## YOUR TASK
Return all the data verbatim but without images.

╭─ MATERIAL PROVIDED

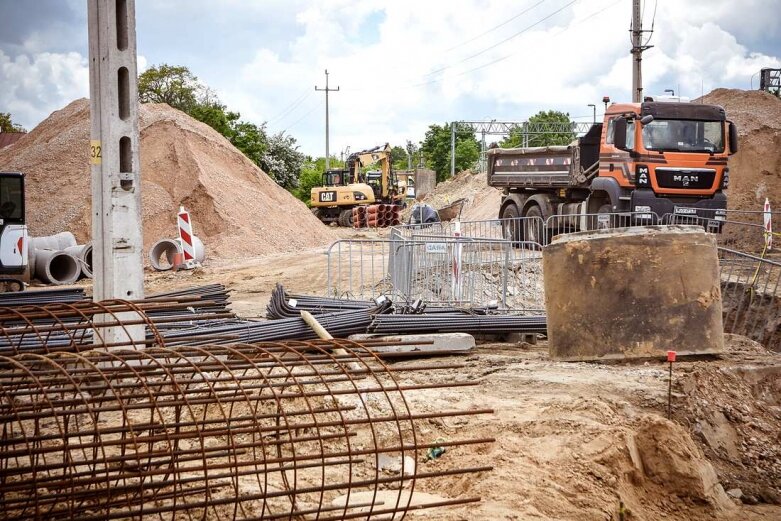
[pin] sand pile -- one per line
(237, 210)
(481, 201)
(755, 171)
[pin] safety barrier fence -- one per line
(751, 296)
(736, 229)
(438, 269)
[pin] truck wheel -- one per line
(534, 228)
(594, 221)
(346, 218)
(511, 225)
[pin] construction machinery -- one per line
(13, 232)
(344, 189)
(644, 160)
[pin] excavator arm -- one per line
(379, 154)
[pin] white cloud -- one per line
(405, 64)
(37, 84)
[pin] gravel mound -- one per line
(236, 208)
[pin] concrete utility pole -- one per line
(327, 90)
(637, 53)
(116, 181)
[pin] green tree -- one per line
(436, 149)
(282, 160)
(544, 139)
(171, 84)
(312, 171)
(399, 158)
(7, 124)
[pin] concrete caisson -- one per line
(633, 293)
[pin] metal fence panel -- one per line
(440, 270)
(751, 297)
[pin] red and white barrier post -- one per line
(186, 239)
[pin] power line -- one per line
(296, 122)
(496, 26)
(501, 42)
(292, 106)
(494, 62)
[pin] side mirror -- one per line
(733, 138)
(619, 134)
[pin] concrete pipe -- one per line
(57, 242)
(162, 253)
(83, 254)
(200, 250)
(633, 293)
(56, 267)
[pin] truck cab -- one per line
(645, 160)
(664, 158)
(13, 231)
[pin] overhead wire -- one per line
(495, 27)
(296, 122)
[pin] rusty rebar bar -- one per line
(264, 431)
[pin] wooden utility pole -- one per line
(327, 90)
(116, 181)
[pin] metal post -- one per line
(637, 53)
(453, 149)
(482, 154)
(116, 182)
(327, 150)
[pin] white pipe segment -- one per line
(161, 254)
(56, 267)
(83, 254)
(57, 242)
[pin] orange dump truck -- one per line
(644, 160)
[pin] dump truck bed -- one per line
(548, 167)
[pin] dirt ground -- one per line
(573, 440)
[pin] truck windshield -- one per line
(684, 135)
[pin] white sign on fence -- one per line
(439, 248)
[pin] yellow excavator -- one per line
(343, 190)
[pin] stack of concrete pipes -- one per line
(58, 259)
(167, 254)
(377, 216)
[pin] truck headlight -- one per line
(642, 178)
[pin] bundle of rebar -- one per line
(41, 296)
(286, 305)
(359, 217)
(383, 215)
(270, 431)
(461, 323)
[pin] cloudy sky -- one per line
(400, 65)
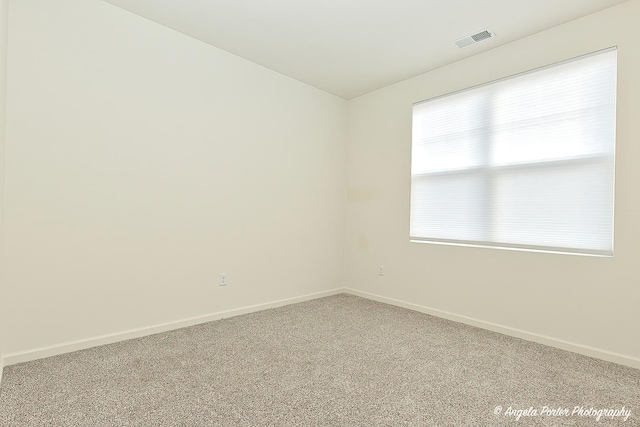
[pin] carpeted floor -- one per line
(336, 361)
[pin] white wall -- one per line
(4, 8)
(141, 163)
(587, 303)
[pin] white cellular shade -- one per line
(526, 162)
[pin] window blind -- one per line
(526, 162)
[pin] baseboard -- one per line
(42, 352)
(584, 350)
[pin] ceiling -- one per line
(351, 47)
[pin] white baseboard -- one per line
(39, 353)
(585, 350)
(54, 350)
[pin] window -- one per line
(525, 162)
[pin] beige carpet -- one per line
(336, 361)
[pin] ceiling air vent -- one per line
(475, 38)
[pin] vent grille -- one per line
(475, 38)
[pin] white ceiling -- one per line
(351, 47)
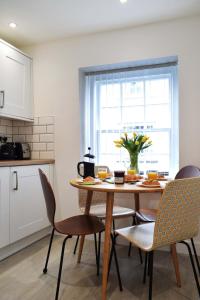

╰─

## RESPONSE
[pin] sand pile -- one per line
(237, 210)
(481, 201)
(755, 171)
[pin] safety barrier fence -- one per line
(751, 296)
(736, 229)
(438, 269)
[pin] truck wheel -- one per line
(534, 228)
(594, 221)
(346, 218)
(511, 225)
[pin] construction machinery -- one per line
(13, 232)
(344, 189)
(644, 160)
[pin] excavator arm -- one per line
(379, 154)
[pin] white cloud -- one per line
(405, 64)
(37, 84)
[pin] gravel mound -- one per line
(236, 208)
[pin] concrete utility pole -- one per line
(327, 90)
(637, 53)
(116, 181)
[pin] green tree -- one per line
(436, 149)
(282, 160)
(544, 139)
(171, 84)
(312, 171)
(399, 158)
(7, 124)
[pin] concrete caisson -- one per line
(633, 293)
[pin] metal fence panel -- one per line
(440, 270)
(751, 297)
[pin] red and white barrier post -- one per line
(186, 239)
[pin] power line -- one per line
(296, 122)
(496, 26)
(501, 42)
(292, 106)
(494, 62)
[pin] side mirror -- one per line
(733, 138)
(619, 134)
[pin] concrete pipe -- one per line
(57, 242)
(162, 253)
(83, 254)
(200, 250)
(633, 293)
(56, 267)
[pin] truck cab -- one per line
(645, 160)
(664, 158)
(13, 231)
[pin] overhead wire -- one per line
(495, 27)
(296, 122)
[pin] rusty rebar bar -- one per line
(264, 431)
[pin] wooden utility pole -- one per line
(327, 90)
(116, 181)
[pin] metal post -- one per line
(637, 53)
(453, 149)
(482, 154)
(116, 182)
(327, 150)
[pin] white pipe segment -- one per line
(161, 254)
(56, 267)
(83, 254)
(57, 242)
[pin] orange dump truck -- one per line
(644, 160)
[pin] dump truck bed -- one per line
(548, 167)
[pin] dirt ground -- one per line
(573, 440)
[pin] truck windshield -- one per line
(684, 135)
[pin] white sign on fence -- one per line
(439, 248)
[pin] yellow excavator -- one per line
(343, 190)
[pin] stack of concrete pipes -- one per line
(58, 259)
(167, 254)
(377, 216)
[pin] truck headlight -- one per line
(642, 178)
[pin] bundle of rebar -- one per line
(41, 296)
(286, 305)
(359, 217)
(383, 215)
(270, 431)
(461, 323)
[pin] cloudy sky -- one per line
(400, 65)
[pin] carpeted floor -- one per line
(336, 361)
[pin] white wall -- one per line
(4, 8)
(141, 163)
(587, 303)
[pin] white cellular shade -- one per line
(526, 162)
[pin] window blind -- one per line
(526, 162)
[pin] baseboard -- one per line
(42, 352)
(584, 350)
[pin] ceiling -- one per line
(351, 47)
[pin] white baseboard -- one per line
(39, 353)
(585, 350)
(54, 350)
[pin] window -- one per line
(525, 162)
[pin] beige carpet -- one per line
(336, 361)
[pin] ceiling air vent -- one per line
(475, 38)
[pin] vent grille -- one per line
(475, 38)
[pin] white ceiling -- one per line
(351, 47)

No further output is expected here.